Required task: Edit the data below, changing each "backboard" to "panel" and leaving everything else untouched.

··· Supplied records ···

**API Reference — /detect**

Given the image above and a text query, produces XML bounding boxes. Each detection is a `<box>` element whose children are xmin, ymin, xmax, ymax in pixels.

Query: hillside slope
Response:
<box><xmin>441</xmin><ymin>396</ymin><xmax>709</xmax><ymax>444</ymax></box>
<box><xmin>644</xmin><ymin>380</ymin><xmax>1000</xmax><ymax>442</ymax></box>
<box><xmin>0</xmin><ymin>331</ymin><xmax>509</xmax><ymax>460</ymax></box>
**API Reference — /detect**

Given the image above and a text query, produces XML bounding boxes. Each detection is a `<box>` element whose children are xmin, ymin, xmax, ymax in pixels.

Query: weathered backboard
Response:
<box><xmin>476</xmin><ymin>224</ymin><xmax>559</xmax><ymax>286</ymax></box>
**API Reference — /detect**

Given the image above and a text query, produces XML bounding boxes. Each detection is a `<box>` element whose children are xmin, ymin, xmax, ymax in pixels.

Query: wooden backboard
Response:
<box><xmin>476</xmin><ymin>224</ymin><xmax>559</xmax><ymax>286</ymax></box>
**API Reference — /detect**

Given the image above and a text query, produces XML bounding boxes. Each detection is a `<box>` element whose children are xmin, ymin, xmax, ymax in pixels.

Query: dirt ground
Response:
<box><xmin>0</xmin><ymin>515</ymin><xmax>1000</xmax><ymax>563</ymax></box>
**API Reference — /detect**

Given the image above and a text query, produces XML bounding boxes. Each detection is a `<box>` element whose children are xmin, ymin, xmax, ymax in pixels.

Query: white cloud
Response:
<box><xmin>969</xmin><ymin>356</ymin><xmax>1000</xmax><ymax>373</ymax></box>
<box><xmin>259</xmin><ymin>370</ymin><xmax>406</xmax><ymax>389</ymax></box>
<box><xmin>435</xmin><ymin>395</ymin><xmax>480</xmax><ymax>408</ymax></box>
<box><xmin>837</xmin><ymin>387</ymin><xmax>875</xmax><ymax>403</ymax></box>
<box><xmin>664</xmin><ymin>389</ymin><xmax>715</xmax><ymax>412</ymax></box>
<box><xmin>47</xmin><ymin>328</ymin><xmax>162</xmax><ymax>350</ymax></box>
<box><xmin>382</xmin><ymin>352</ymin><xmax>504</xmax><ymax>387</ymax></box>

···

Problem solution:
**API Reference — /detect**

Given the image above and a text query, produces XML bounding boxes. Each detection is a `<box>` element whose children are xmin, ymin, xmax, ymax in pixels.

Query: hillside slope
Response:
<box><xmin>441</xmin><ymin>396</ymin><xmax>709</xmax><ymax>444</ymax></box>
<box><xmin>644</xmin><ymin>380</ymin><xmax>1000</xmax><ymax>442</ymax></box>
<box><xmin>0</xmin><ymin>331</ymin><xmax>509</xmax><ymax>460</ymax></box>
**API Reference — /detect**

Given the image above and a text query, produces XML bounding boxes. Each detection is a `<box>` element whose children are xmin, ymin, xmax, ymax in pixels.

Query: weathered panel
Response:
<box><xmin>476</xmin><ymin>224</ymin><xmax>559</xmax><ymax>286</ymax></box>
**API Reference — /detect**

Given the image above and a text query, produces XML bounding boxes. Each detection is a `<box>` element whose children are xmin, ymin, xmax, ymax in pixels.

Query: wooden panel
Response:
<box><xmin>476</xmin><ymin>224</ymin><xmax>559</xmax><ymax>286</ymax></box>
**API Reference — /detect**

Given the image above and a text query, produces XML bounding boxes. Each detection is a `<box>` element whose children are xmin, ymin, xmax, ymax in pixels.

Query: dirt ground
Response:
<box><xmin>0</xmin><ymin>515</ymin><xmax>1000</xmax><ymax>563</ymax></box>
**API Reference — /detect**

Given the image above and a text query, produces XML bounding boxes. Each detection is a `<box>` element whose children are xmin, ymin, xmax, ymax in pixels.

Query: white cloud
Response:
<box><xmin>969</xmin><ymin>356</ymin><xmax>1000</xmax><ymax>373</ymax></box>
<box><xmin>259</xmin><ymin>370</ymin><xmax>406</xmax><ymax>389</ymax></box>
<box><xmin>435</xmin><ymin>395</ymin><xmax>480</xmax><ymax>408</ymax></box>
<box><xmin>837</xmin><ymin>387</ymin><xmax>875</xmax><ymax>403</ymax></box>
<box><xmin>664</xmin><ymin>389</ymin><xmax>715</xmax><ymax>412</ymax></box>
<box><xmin>47</xmin><ymin>328</ymin><xmax>162</xmax><ymax>350</ymax></box>
<box><xmin>382</xmin><ymin>352</ymin><xmax>504</xmax><ymax>387</ymax></box>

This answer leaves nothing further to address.